• _Doel van taak_
Stel vast welke regels van het materiaal hieronder de tekenreeks "stage" bevatten, en schrijf elk van die regels volledig over. Het verschil tussen hoofdletters en kleine letters telt mee.

(Bronmateriaal)
* * *

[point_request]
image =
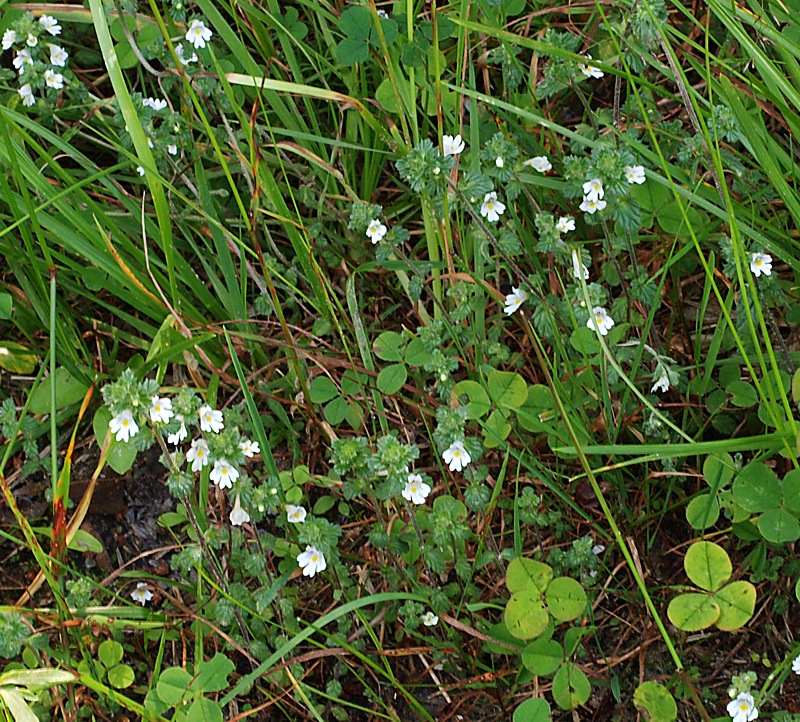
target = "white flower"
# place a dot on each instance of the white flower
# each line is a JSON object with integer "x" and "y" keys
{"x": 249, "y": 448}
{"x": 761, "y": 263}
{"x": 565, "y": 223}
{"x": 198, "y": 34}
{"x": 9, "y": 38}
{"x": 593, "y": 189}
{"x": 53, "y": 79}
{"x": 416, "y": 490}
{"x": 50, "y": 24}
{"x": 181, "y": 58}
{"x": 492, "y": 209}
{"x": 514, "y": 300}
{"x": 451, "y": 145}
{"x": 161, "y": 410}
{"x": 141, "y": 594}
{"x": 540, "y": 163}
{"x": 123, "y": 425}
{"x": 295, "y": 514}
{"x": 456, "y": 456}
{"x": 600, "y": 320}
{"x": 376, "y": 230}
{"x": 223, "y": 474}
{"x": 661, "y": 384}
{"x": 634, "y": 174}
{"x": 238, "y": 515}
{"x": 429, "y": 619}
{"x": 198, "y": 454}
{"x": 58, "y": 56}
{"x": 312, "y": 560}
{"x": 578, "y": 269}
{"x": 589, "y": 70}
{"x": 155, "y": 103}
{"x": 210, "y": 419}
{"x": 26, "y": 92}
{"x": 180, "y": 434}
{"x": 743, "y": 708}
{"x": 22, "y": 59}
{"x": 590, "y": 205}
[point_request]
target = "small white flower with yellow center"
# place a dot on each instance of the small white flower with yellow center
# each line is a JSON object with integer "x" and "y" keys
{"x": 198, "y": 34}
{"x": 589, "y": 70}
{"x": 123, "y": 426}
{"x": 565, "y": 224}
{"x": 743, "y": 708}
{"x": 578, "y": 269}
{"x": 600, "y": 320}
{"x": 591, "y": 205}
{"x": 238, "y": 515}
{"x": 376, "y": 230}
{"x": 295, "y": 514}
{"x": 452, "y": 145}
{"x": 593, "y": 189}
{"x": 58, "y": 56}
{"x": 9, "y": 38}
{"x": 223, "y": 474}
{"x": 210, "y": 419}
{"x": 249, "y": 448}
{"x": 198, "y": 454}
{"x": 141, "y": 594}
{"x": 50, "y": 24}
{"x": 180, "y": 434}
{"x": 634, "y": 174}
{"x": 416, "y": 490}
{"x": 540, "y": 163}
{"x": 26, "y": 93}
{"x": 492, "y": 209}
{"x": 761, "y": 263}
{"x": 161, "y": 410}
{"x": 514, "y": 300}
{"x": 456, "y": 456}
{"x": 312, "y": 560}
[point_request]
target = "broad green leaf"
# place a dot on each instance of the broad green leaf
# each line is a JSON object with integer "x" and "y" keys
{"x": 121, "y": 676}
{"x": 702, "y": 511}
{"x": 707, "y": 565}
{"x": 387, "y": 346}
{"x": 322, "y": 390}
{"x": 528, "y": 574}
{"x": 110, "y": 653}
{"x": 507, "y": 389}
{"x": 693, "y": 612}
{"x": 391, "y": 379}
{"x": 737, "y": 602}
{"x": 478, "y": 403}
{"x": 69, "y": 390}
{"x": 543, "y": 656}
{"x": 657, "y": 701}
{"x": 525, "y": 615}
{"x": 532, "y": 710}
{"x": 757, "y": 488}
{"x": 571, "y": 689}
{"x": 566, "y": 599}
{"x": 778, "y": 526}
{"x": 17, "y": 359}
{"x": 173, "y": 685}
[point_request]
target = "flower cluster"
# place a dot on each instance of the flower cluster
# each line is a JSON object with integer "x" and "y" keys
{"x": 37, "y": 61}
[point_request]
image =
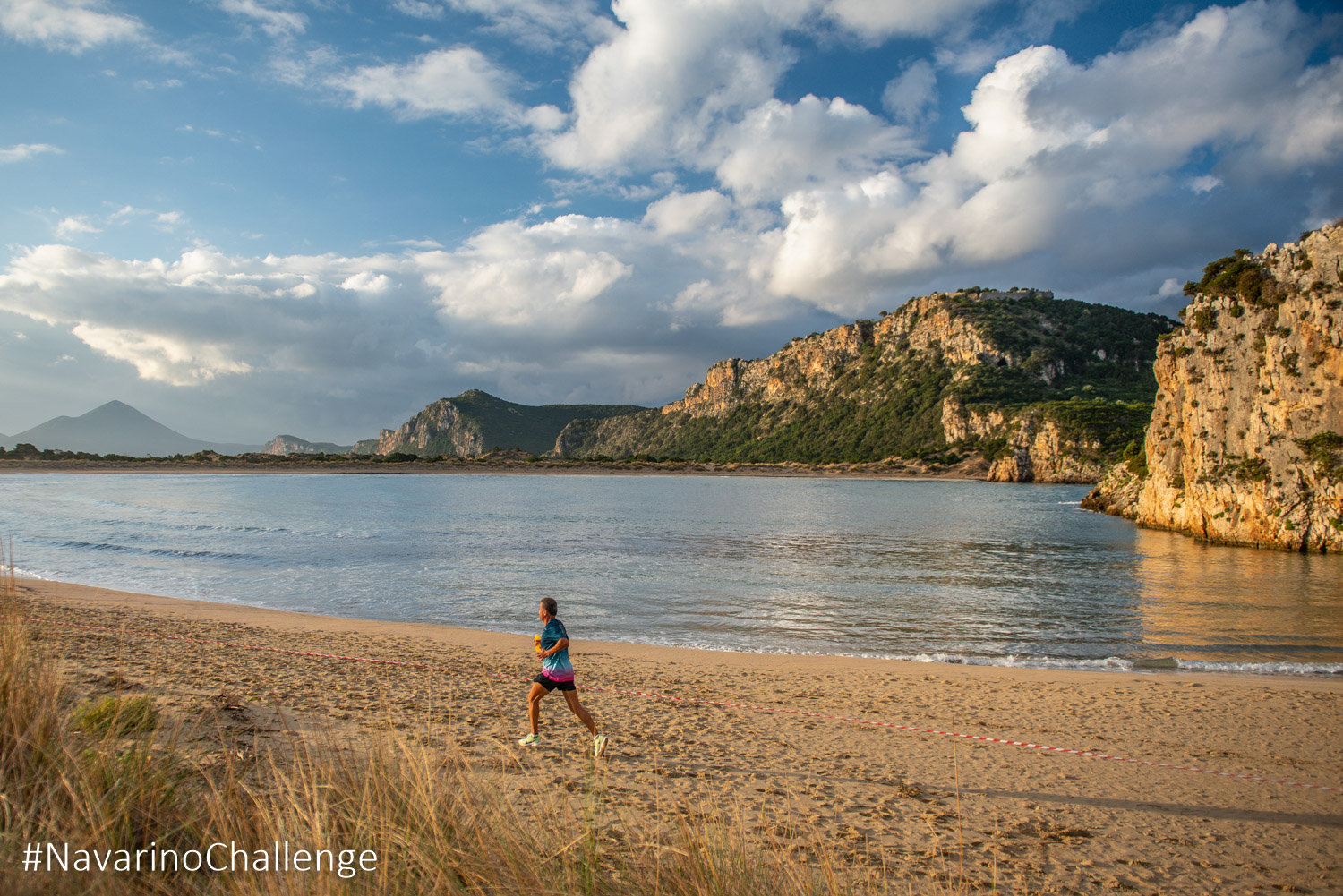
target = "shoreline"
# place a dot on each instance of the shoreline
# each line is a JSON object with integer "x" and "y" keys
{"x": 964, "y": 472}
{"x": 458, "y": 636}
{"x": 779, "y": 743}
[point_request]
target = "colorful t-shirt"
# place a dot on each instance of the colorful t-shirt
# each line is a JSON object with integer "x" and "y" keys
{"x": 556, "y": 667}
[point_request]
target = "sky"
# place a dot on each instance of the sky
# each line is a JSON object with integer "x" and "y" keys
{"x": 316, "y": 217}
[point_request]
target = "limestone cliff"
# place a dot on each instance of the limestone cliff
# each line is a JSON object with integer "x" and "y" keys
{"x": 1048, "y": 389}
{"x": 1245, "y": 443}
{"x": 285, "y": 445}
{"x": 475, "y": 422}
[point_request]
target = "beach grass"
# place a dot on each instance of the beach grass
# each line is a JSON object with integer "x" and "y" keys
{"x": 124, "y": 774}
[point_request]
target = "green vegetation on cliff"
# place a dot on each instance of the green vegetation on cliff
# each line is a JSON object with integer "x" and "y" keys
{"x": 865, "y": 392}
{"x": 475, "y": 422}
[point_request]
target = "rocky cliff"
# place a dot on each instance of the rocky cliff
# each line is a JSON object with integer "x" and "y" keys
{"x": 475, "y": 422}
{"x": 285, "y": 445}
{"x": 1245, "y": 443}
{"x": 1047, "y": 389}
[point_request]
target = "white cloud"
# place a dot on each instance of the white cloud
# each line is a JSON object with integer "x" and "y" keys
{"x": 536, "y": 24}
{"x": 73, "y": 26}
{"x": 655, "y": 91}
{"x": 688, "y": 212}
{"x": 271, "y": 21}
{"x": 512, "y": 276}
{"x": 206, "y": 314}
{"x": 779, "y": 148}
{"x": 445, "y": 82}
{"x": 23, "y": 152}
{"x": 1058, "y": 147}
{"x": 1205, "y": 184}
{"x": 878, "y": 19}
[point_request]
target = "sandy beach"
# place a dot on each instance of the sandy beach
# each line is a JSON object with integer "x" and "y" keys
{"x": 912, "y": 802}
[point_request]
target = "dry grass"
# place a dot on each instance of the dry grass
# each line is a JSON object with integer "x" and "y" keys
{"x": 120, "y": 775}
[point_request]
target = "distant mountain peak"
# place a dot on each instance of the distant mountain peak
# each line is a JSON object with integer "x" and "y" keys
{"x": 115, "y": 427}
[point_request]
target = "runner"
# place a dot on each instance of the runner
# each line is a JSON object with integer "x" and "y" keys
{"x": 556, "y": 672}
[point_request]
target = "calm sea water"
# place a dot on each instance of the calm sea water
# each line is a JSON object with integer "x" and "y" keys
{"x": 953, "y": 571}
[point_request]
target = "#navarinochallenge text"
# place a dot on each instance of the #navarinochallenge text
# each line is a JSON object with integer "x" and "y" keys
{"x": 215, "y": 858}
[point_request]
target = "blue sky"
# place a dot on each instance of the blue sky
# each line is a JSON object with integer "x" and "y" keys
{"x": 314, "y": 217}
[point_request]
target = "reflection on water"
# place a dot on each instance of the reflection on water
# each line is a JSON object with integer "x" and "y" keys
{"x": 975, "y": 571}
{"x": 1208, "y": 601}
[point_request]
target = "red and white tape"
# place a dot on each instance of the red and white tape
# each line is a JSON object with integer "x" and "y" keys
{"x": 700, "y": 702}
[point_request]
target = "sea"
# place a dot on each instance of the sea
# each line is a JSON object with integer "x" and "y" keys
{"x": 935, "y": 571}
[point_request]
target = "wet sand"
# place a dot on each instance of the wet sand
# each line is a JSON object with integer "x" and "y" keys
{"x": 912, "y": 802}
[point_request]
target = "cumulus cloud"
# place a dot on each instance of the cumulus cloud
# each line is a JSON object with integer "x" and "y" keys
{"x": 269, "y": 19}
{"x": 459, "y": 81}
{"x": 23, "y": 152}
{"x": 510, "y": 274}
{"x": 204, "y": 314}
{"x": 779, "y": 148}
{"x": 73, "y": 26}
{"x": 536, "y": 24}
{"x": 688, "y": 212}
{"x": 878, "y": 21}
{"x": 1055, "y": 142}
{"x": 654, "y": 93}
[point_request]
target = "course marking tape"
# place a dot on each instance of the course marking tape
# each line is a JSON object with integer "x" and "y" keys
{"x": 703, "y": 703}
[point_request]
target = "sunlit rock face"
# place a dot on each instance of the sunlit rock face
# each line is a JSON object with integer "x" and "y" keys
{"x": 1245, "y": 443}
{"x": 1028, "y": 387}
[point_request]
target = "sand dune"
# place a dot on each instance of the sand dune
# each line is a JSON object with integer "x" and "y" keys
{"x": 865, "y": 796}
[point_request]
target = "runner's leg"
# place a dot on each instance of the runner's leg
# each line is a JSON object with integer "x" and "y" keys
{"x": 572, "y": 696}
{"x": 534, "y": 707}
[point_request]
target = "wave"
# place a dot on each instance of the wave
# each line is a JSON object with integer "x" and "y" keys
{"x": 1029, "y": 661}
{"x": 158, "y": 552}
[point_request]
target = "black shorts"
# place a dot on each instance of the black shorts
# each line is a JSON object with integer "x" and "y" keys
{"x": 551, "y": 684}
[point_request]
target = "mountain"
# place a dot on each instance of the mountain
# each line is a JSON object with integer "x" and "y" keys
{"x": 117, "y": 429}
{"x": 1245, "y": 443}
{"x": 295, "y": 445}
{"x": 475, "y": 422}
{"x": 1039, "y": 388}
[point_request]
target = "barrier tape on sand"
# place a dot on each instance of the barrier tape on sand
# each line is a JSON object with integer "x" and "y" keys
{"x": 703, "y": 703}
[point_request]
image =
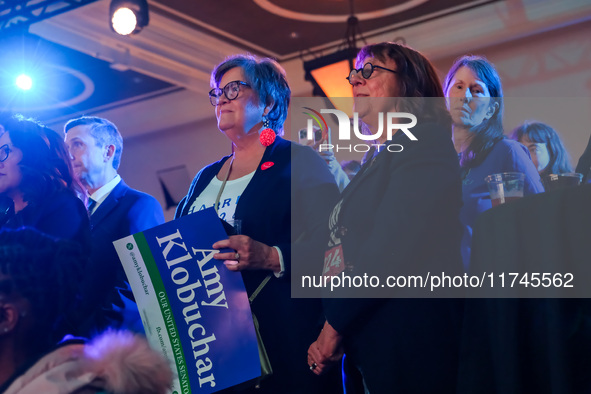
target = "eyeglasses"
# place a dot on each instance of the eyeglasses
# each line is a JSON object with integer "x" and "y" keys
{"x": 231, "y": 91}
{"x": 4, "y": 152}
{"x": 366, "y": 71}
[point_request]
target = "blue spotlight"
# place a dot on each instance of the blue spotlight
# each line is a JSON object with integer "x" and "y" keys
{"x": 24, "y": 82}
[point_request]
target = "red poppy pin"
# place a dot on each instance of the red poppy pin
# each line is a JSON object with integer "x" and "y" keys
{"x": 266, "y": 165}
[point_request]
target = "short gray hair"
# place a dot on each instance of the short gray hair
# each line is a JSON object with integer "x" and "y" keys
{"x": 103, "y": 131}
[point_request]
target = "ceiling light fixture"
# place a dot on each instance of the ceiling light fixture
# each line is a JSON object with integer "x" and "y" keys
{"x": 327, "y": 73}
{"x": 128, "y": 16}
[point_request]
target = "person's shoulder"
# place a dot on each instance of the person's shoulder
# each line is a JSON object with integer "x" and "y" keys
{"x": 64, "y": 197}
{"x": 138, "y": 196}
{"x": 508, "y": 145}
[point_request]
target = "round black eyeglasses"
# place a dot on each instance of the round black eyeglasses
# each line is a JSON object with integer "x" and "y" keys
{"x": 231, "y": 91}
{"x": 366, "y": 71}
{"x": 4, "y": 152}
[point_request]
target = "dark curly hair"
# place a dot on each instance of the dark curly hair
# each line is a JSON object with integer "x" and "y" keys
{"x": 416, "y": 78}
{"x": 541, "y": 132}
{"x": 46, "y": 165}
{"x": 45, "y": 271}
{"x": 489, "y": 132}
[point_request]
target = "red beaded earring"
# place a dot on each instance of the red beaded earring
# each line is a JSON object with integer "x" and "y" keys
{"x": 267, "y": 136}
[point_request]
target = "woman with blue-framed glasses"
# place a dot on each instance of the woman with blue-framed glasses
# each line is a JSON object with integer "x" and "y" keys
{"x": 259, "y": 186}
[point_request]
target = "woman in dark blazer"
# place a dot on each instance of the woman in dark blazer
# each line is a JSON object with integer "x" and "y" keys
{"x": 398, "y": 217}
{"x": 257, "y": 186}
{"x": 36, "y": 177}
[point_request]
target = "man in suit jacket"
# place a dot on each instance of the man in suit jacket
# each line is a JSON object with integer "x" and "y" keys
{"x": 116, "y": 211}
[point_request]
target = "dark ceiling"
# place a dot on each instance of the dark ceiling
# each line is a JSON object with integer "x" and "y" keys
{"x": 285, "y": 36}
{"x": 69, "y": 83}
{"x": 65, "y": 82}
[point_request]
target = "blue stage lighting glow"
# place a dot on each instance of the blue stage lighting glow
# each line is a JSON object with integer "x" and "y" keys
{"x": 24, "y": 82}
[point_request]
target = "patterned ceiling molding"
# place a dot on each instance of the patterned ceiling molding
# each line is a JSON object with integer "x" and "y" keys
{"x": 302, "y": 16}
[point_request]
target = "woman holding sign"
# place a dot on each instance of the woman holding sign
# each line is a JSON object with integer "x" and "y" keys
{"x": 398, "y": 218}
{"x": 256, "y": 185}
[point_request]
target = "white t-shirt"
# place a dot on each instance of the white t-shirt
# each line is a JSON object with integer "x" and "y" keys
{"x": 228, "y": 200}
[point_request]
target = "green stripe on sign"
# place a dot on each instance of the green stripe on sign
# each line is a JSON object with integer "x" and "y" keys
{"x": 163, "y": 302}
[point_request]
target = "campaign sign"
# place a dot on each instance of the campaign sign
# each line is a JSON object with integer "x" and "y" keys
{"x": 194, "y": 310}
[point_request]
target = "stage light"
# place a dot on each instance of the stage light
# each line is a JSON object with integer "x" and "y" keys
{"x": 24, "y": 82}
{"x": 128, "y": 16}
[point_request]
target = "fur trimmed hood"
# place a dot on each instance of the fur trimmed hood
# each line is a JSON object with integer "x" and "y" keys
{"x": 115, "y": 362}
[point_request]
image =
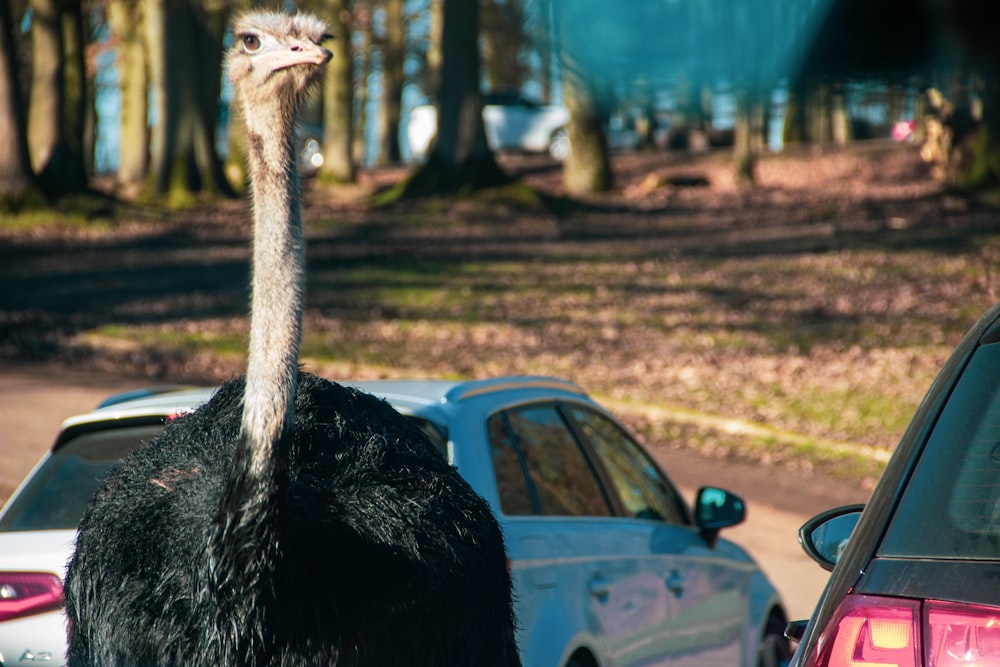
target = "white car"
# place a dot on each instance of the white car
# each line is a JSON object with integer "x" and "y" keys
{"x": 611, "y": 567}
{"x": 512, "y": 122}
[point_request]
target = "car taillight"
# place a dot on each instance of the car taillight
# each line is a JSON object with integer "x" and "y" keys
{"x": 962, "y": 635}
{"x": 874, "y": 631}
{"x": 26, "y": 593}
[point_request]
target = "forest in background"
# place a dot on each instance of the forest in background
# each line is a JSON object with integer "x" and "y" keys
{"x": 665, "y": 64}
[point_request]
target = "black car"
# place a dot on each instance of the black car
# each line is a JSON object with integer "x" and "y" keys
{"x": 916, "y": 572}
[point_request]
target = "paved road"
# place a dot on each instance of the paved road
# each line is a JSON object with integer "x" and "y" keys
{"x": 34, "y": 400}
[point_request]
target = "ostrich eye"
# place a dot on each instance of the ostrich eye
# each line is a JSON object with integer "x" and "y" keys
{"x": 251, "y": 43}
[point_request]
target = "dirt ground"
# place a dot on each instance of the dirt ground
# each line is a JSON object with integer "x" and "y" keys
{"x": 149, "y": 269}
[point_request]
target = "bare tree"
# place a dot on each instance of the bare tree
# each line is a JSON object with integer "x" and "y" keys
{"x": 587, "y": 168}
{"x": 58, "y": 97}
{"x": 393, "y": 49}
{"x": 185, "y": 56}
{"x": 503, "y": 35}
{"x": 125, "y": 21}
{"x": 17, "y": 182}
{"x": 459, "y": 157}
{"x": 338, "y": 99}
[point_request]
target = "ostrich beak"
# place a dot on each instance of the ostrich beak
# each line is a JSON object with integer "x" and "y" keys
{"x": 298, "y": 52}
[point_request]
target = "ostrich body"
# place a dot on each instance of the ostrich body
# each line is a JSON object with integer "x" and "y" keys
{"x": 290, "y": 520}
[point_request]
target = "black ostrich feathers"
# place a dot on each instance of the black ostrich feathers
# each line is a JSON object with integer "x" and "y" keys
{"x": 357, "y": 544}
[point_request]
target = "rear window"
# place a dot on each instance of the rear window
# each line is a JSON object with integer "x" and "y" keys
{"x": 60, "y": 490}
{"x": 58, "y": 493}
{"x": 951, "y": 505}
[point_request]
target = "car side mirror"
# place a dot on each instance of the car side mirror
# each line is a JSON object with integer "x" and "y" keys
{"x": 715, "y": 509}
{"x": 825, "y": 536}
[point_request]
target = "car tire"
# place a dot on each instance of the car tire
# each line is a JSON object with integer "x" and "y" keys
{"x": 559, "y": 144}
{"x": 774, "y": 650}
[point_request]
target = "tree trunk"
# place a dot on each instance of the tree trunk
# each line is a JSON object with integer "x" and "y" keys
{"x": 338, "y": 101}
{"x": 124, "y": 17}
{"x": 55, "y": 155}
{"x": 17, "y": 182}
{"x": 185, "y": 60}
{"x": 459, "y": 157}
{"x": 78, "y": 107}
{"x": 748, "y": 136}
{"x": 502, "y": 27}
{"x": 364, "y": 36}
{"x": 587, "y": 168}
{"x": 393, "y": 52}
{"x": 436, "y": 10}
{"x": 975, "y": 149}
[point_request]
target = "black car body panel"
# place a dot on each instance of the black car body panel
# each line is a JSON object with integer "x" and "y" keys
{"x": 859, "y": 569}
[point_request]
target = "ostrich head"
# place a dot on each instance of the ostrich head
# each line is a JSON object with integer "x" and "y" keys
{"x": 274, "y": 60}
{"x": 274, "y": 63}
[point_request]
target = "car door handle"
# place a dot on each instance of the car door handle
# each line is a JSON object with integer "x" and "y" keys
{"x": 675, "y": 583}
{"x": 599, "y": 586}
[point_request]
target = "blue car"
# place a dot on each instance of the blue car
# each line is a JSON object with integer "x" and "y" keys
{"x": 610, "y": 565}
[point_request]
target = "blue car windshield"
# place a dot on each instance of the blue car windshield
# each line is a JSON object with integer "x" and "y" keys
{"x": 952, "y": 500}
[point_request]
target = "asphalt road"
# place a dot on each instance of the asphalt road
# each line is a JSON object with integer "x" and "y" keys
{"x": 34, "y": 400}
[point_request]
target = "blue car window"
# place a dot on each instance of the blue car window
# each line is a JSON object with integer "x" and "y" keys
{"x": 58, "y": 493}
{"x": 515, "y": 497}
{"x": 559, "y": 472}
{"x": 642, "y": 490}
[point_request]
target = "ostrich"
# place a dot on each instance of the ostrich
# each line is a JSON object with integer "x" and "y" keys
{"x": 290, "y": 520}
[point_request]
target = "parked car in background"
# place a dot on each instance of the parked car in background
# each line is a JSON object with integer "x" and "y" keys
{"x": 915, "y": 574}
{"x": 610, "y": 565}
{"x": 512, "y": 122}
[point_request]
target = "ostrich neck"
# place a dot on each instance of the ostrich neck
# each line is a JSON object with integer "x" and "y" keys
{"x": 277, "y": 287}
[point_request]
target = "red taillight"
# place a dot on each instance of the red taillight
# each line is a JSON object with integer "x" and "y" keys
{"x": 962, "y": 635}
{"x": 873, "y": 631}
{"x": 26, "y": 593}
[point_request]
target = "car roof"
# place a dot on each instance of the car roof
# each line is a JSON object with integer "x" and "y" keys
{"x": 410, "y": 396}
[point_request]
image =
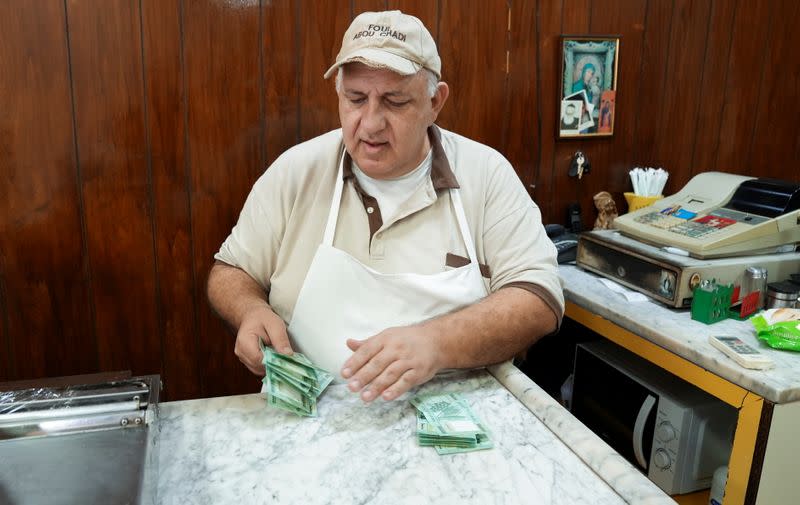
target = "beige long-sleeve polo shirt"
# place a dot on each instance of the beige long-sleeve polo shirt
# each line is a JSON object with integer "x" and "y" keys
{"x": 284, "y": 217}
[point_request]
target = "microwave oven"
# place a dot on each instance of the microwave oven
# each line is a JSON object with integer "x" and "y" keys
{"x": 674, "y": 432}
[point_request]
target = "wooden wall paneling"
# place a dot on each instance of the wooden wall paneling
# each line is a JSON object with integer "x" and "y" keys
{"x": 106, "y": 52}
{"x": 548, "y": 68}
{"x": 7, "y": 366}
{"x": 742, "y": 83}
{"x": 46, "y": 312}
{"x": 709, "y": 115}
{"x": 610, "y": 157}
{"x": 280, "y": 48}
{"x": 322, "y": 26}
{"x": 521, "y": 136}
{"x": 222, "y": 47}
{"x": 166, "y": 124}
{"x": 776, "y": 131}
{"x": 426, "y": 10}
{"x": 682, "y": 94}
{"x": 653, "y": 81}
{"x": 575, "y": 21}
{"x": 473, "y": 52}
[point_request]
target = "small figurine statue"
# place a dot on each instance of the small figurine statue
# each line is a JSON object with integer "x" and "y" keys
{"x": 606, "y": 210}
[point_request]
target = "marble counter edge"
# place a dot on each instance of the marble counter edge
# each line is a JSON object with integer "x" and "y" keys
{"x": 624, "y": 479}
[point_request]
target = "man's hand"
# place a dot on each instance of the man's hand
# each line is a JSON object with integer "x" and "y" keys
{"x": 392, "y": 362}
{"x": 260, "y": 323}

* * *

• _Uitgewerkte oefening_
target = "blue stage lighting glow"
# place a dot on each instance of the blue stage lighting glow
target = "stage light"
# place a dot on each instance of the stage light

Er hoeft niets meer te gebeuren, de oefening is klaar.